== MATERIAL SUPPLIED

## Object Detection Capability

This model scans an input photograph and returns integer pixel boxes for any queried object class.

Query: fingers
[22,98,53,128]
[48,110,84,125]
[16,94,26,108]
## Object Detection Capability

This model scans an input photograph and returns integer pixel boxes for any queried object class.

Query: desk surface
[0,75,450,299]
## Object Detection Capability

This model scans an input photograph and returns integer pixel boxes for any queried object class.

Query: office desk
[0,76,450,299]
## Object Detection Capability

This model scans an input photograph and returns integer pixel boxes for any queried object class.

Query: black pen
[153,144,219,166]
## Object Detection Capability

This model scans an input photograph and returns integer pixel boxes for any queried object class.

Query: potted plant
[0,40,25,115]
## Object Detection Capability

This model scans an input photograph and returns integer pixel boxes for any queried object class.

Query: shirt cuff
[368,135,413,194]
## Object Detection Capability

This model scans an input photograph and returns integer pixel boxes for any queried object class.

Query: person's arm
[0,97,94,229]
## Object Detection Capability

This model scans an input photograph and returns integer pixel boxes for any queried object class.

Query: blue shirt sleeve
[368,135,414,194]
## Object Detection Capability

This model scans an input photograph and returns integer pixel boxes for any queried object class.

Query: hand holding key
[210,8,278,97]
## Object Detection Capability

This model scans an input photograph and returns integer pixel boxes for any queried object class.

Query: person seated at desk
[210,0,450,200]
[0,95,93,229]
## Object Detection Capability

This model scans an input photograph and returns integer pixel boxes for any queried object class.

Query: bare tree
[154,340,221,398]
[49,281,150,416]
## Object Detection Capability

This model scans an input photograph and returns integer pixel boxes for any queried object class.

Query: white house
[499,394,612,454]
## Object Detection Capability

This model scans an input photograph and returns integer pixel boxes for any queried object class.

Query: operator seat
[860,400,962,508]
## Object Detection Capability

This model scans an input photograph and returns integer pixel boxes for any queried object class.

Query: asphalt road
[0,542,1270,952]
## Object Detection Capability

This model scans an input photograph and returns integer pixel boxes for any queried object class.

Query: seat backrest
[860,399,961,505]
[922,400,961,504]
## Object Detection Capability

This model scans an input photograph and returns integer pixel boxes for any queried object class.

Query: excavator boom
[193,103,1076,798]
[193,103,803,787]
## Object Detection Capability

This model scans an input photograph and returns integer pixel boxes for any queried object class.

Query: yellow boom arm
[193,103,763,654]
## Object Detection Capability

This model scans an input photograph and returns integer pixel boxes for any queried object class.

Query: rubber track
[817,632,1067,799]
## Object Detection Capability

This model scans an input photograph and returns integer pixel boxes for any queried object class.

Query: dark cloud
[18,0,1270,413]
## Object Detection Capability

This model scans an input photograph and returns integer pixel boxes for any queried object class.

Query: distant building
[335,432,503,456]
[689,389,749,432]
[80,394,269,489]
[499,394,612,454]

====

- _WRITTEN PROBLEM_:
Please repeat all of the lines above, swapping every "queried" for "requested" and leaving everything else unchanged.

- _RESPONSE TO THE EXERCISE_:
## Object Detection Capability

This model scans an input photograph and returns integer pixel boxes for any requested object class.

Query: fingers
[22,98,53,128]
[48,110,84,125]
[16,94,26,108]
## Object Detection Capability

This model scans an input photograph and returns integer pixel boxes for any requested object class.

Query: desk surface
[0,75,450,299]
## Object Detection Capability

This model scans an input photograph and returns integer pixel boxes for any requested object class.

Query: office desk
[0,76,450,299]
## Object Detection Capability

This model scans an input photograph and returns integer pixel boxes for any requested object class.

Query: black pen
[153,144,219,166]
## Object Detection Capability

This model scans an input photograph and returns integer pixel boxes for any requested object class.

Query: potted plant
[0,40,25,115]
## Object Detection Capability

This model scans an input photograph and returns integer pixel boxes for any requested object class.

Query: shirt cuff
[368,135,413,194]
## Object Detection Capability

This model scans an input photograph and returns integer pixel boxes for any requested object class.

Query: person's arm
[0,97,94,229]
## Object Detection Capability

This model scans an input photograph and returns integer pixel boxes for any requested object class.

Query: blue shirt sleeve
[368,135,414,194]
## Object Detection Capability

This model scans an input photograph and returns integer pixel boxes for any requested object class.

Query: hand holding key
[210,8,278,97]
## Object Detection Capability

This model scans an input photograph and returns integer pixel boxes for any requested object class.

Query: person seated at desk
[210,0,450,200]
[0,95,93,229]
## Object Detection Capability

This model scans an input photograph and returns integer pixel boxes for any requested object class.

Query: bare tree
[154,340,221,398]
[49,281,150,416]
## Object Detection Capability

This model scans an input photograph and returns integer pixel boxes for any requested object class.

Query: white house
[499,394,612,454]
## Object Detection Capability

This model scans an input photograph and returns integer pixel boxes for any requested object class.

Query: operator seat
[860,400,962,508]
## Object Detection Capability

This model scans an input photograph and returns integer pixel boxes for any requested object class.

Query: asphalt road
[0,542,1270,952]
## Object Detection Capability

This model scans an input photograph and returns integer pixel boxes for any requested object class.

Query: seat backrest
[860,399,961,505]
[922,400,961,504]
## Object Detection Capability

This model scans an input photograph and returns integer pixel boxes for any requested object class.

Query: excavator boom
[193,103,1076,798]
[193,103,803,787]
## Object Detection Capability

This model scans an input photograph and returns integer pixel boxes for any requested object class.

Query: yellow boom arm
[193,103,763,654]
## Object Detection Capability

This model scans an input photograph and returns integer pixel boxes for any requested object class.

Query: rubber track
[817,632,1067,799]
## Object Detection Capability

This model scans an input photograph and returns integer pixel boxes for any requested object class.

Query: dark cloud
[18,0,1270,413]
## Object Detection Capability

This model scans an input photograph and returns integer pixel boxes for any requested object class.

Query: distant building
[335,432,503,456]
[689,389,749,432]
[80,394,269,489]
[499,394,612,454]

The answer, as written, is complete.